-- TRECHO FORNECIDO --
* * * * *
Dario Vitali – Concordo com Dom Castellucci sobre a questão da recepção do Presbyterorum ordinis. É um documento de reforma, de renovação, como foi o decreto De reformatione para o Concílio de Trento, que instituía os seminários e tentava renovar a vida sacerdotal. Fez-se um longo caminho com o Presbyterorum ordinis. Basta lembrar em sequência os títulos dos esquemas para o debate na sala do Concílio: De clericis, o primeiro; De sacerdotibus, o segundo; Presbyterorum ordinis, o terceiro. Mas, se focamos a atenção no Presbyterorum ordinis, não pensamos no ministério ordenado, mas em uma das ordens em que ele se articula. O risco é fazer a transposição do modelo tridentino, que ordenava uma escala de sete ordens, quatro menores e três maiores, com o sacerdócio no vértice, dignificado com a potestas ordinis, com o presbiterado que o Concílio recuperou. Na realidade, o Presbyterorum ordinis deve ser interpretado à luz do quadro do ministério desenhado pela Lumen gentium a partir da sacramentalidade do episcopado. Tendo colocado a plenitude do sacramento da Ordem no bispo (cf. Lumen gentium, n. 21), o Concílio restabeleceu a estrutura hierárquica dos primeiros séculos, articulada em bispos, presbíteros e diáconos. A busca destes últimos foi retomada como “grau próprio e permanente da Igreja” (LG, n. 29) depois de séculos de diaconato transitório. Além disso, o Concílio sublinha o ministério como forma de serviço radical ao povo de Deus, que é povo sacerdotal. Uma verdadeira atenção ao sacerdócio comum do Povo de Deus, na participação dos batizados na função profética, sacerdotal e real de Cristo, permitiria uma verdadeira redescoberta de vocações, carismas, ministérios que não só realizariam uma Igreja totalmente misteriosa, mas também teriam a vantagem de desestruturar uma Igreja clerical demais, circunscrevendo os ministros ordenados no âmbito da sua função específica.
* * * * *
(Dados de anotação por pontos)

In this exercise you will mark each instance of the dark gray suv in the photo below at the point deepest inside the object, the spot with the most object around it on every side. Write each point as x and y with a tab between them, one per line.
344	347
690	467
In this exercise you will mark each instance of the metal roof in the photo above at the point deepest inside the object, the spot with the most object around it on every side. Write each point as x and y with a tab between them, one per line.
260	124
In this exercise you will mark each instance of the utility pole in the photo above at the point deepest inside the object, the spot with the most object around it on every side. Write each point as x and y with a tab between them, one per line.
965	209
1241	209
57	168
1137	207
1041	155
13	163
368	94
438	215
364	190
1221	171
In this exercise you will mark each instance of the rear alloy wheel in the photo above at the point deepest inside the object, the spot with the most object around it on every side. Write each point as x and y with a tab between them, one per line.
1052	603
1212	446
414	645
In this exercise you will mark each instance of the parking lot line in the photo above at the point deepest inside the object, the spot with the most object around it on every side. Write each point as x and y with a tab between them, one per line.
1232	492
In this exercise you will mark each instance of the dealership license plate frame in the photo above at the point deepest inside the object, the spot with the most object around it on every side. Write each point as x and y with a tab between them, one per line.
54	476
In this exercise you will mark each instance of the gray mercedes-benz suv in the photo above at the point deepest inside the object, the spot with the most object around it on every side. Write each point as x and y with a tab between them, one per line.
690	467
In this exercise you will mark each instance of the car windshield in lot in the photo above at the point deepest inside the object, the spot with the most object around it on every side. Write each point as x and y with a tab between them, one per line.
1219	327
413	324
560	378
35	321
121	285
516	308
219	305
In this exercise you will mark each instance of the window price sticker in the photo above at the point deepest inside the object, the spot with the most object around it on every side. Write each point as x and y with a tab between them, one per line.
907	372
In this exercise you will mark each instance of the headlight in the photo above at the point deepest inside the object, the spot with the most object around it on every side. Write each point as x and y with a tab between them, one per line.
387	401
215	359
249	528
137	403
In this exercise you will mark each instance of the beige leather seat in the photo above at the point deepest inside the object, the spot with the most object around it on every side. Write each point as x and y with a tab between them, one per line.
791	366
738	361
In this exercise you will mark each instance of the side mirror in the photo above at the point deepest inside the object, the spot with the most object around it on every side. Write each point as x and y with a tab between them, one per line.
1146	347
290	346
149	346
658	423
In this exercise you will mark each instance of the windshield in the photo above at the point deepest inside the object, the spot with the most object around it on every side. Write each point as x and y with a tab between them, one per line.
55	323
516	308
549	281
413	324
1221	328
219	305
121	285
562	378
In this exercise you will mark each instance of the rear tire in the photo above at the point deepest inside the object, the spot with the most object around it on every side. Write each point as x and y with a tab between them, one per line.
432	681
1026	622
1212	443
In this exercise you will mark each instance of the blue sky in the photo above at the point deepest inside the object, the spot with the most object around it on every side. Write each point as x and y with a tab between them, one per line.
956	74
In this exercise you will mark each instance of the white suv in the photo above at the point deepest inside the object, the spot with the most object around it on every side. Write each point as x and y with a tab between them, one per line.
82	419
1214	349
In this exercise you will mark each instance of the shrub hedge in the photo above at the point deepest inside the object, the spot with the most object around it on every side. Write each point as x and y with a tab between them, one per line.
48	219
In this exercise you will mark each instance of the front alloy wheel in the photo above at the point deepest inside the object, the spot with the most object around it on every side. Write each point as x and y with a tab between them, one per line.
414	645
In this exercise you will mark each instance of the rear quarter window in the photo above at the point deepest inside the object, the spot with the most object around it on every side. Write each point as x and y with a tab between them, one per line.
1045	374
* * * * *
Transcreva integralmente o trecho acima sobre o Presbyterorum ordinis, sem alterar nenhuma palavra nem sinal de pontuação.

Dario Vitali – Concordo com Dom Castellucci sobre a questão da recepção do Presbyterorum ordinis. É um documento de reforma, de renovação, como foi o decreto De reformatione para o Concílio de Trento, que instituía os seminários e tentava renovar a vida sacerdotal. Fez-se um longo caminho com o Presbyterorum ordinis. Basta lembrar em sequência os títulos dos esquemas para o debate na sala do Concílio: De clericis, o primeiro; De sacerdotibus, o segundo; Presbyterorum ordinis, o terceiro. Mas, se focamos a atenção no Presbyterorum ordinis, não pensamos no ministério ordenado, mas em uma das ordens em que ele se articula. O risco é fazer a transposição do modelo tridentino, que ordenava uma escala de sete ordens, quatro menores e três maiores, com o sacerdócio no vértice, dignificado com a potestas ordinis, com o presbiterado que o Concílio recuperou. Na realidade, o Presbyterorum ordinis deve ser interpretado à luz do quadro do ministério desenhado pela Lumen gentium a partir da sacramentalidade do episcopado. Tendo colocado a plenitude do sacramento da Ordem no bispo (cf. Lumen gentium, n. 21), o Concílio restabeleceu a estrutura hierárquica dos primeiros séculos, articulada em bispos, presbíteros e diáconos. A busca destes últimos foi retomada como “grau próprio e permanente da Igreja” (LG, n. 29) depois de séculos de diaconato transitório. Além disso, o Concílio sublinha o ministério como forma de serviço radical ao povo de Deus, que é povo sacerdotal. Uma verdadeira atenção ao sacerdócio comum do Povo de Deus, na participação dos batizados na função profética, sacerdotal e real de Cristo, permitiria uma verdadeira redescoberta de vocações, carismas, ministérios que não só realizariam uma Igreja totalmente misteriosa, mas também teriam a vantagem de desestruturar uma Igreja clerical demais, circunscrevendo os ministros ordenados no âmbito da sua função específica.